Ive got a Red Finned Shark or Rainbow Shark.

Wasnt a problem until he got to about 5inch, just used to chase my Tiger Barbs about a bit. 
Now though he's about 6-6.5 inch and will go face to face with my macmasteri and bullies just about any other fish he sees, unfortunately i think its time to give him away


----------



## LiamRatSnake (Jul 3, 2007)

I had a Red finned black shark. He was a nasty bugger who ate my tetras. Nice looking fish though.


----------



## JoPwerks (Mar 15, 2012)

Irishjack1992 said:


> Local pet shop has a huge not like really huge but big possibly fat red tailed black shark didn't realise they get that big hope too be getting him soon. 5 to 6 maybe 7 inches long amd quite a fat one hope 16.95 will be worth it
> 
> 
> Anyone got any?? If so how big?


I had one, it came with the tank I bought, never kept him long as I had a community tank and when I read up on him they are not very friendly with small fish like tetras etc. And you can't have more than one of his kind cause of aggression and be careful they jump 

Lovely looking fish though :2thumb:


----------



## Irishjack1992 (Jan 11, 2012)

when i get my own place and have all the tanks i like il have a large tropical one with balas and red tailed sharks and a different tank with tiger barbs and all these other different tanks and different fish


----------

__Stored rows__.
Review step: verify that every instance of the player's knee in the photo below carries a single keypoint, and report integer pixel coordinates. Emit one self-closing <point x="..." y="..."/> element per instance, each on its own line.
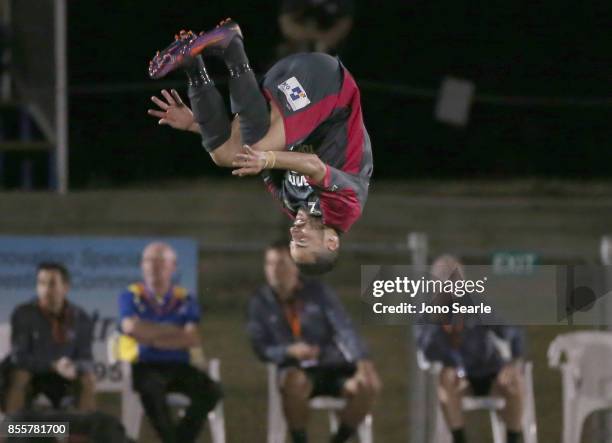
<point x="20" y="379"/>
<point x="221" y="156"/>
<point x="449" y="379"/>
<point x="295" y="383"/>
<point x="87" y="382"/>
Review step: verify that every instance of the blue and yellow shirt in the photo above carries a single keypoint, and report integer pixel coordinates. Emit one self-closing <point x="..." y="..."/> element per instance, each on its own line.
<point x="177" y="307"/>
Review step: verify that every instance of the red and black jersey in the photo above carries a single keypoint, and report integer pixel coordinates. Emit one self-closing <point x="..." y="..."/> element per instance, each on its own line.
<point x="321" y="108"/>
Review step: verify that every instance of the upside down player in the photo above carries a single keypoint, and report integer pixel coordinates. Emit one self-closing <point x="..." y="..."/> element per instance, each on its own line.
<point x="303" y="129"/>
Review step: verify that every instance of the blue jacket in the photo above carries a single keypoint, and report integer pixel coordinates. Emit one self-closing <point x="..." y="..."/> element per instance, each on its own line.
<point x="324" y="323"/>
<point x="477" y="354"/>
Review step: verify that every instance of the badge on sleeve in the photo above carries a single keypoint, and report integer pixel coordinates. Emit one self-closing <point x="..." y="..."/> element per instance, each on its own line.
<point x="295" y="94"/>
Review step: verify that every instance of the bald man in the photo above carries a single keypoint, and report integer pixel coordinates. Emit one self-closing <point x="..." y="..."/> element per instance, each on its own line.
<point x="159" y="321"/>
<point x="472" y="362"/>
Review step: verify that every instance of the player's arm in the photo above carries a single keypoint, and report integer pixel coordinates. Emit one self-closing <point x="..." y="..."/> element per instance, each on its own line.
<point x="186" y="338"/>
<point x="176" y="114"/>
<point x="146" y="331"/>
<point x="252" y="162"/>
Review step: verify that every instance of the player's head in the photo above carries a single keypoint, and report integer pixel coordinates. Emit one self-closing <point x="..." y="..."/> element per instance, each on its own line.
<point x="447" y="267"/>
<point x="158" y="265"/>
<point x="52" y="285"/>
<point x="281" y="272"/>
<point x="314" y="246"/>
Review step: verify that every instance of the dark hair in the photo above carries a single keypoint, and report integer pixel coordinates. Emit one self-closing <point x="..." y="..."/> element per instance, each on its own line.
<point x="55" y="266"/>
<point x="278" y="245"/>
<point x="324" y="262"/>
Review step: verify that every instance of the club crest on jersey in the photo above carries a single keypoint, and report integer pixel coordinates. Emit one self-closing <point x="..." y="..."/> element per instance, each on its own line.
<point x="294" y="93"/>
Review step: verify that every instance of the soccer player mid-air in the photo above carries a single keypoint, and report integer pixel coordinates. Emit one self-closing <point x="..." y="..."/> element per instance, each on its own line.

__What is being asked__. Decide whether each statement agrees with the thread, and answer yes or no with the thread's deciding words quoted. 1. The first poster's shark caused no problem until it reached about five inches. 2. The shark that came with JoPwerks's tank was kept for a long time. 3. Irishjack1992 plans to keep red tailed sharks in the same tank as balas.

__Result__.
1. Yes: "Wasnt a problem until he got to about 5inch"
2. No: "never kept him long as I had a community tank"
3. Yes: "a large tropical one with balas and red tailed sharks"